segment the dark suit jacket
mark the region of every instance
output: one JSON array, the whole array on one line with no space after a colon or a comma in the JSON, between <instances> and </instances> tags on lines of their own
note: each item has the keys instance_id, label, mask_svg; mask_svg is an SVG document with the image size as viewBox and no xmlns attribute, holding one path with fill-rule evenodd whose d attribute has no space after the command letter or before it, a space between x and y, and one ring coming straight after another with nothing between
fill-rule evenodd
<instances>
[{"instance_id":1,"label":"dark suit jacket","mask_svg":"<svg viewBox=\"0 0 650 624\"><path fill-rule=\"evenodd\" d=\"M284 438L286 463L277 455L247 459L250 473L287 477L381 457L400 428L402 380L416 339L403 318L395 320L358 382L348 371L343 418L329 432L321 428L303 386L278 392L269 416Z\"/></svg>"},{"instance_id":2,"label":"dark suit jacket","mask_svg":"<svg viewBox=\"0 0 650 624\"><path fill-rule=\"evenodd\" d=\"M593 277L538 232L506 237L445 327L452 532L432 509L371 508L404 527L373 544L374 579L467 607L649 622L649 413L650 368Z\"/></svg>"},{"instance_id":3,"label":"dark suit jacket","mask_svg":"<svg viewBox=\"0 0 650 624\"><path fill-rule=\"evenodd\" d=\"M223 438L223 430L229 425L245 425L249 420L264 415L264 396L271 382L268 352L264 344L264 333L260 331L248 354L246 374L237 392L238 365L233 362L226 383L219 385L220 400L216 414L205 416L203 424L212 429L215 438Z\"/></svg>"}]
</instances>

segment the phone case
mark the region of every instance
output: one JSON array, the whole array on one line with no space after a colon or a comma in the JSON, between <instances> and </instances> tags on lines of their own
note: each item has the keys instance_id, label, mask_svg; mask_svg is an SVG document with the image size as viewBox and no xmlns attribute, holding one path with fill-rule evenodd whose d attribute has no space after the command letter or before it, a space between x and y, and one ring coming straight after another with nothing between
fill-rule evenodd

### Task to complete
Change "segment" to "outline" everywhere in the data above and write out all its lines again, with nothing else altered.

### Response to the task
outline the dark suit jacket
mark the region of every instance
output: one JSON array, the whole array on one line with no space after a colon or a comma in the JSON, between <instances> and </instances> tags on lines of their own
note: each item has the keys instance_id, label, mask_svg; mask_svg is an SVG document with the image size as viewBox and no xmlns attribute, holding one path with fill-rule evenodd whose d attribute has no space after the command letter or before it, a space between x and y, and one ring coming straight after another with nothing between
fill-rule evenodd
<instances>
[{"instance_id":1,"label":"dark suit jacket","mask_svg":"<svg viewBox=\"0 0 650 624\"><path fill-rule=\"evenodd\" d=\"M284 438L286 463L277 455L247 459L250 473L287 477L381 457L400 428L402 380L416 339L403 318L395 320L358 382L348 371L343 418L329 432L321 428L303 386L278 392L269 416Z\"/></svg>"},{"instance_id":2,"label":"dark suit jacket","mask_svg":"<svg viewBox=\"0 0 650 624\"><path fill-rule=\"evenodd\" d=\"M593 277L538 232L506 237L445 327L452 532L432 509L371 508L404 527L373 544L374 579L467 607L649 622L649 413L650 368Z\"/></svg>"},{"instance_id":3,"label":"dark suit jacket","mask_svg":"<svg viewBox=\"0 0 650 624\"><path fill-rule=\"evenodd\" d=\"M223 438L223 430L229 425L245 425L249 420L264 415L264 396L271 382L268 352L264 344L264 333L260 331L248 354L246 374L237 392L238 365L233 362L226 383L219 385L220 400L216 414L205 416L203 424L212 429L215 438Z\"/></svg>"}]
</instances>

outline the phone case
mark the region of every instance
output: one JSON array, the whole array on one line with no space after a colon or a comma in the JSON, between <instances> and </instances> tags on lines of their own
note: each item has the keys instance_id, label, mask_svg; mask_svg is an SVG document with the image size as viewBox and no xmlns attribute, holding one path with fill-rule evenodd whose d attribute has no space after the command letter or before it, a space between x and y, and one ring coming straight after another with nothing between
fill-rule evenodd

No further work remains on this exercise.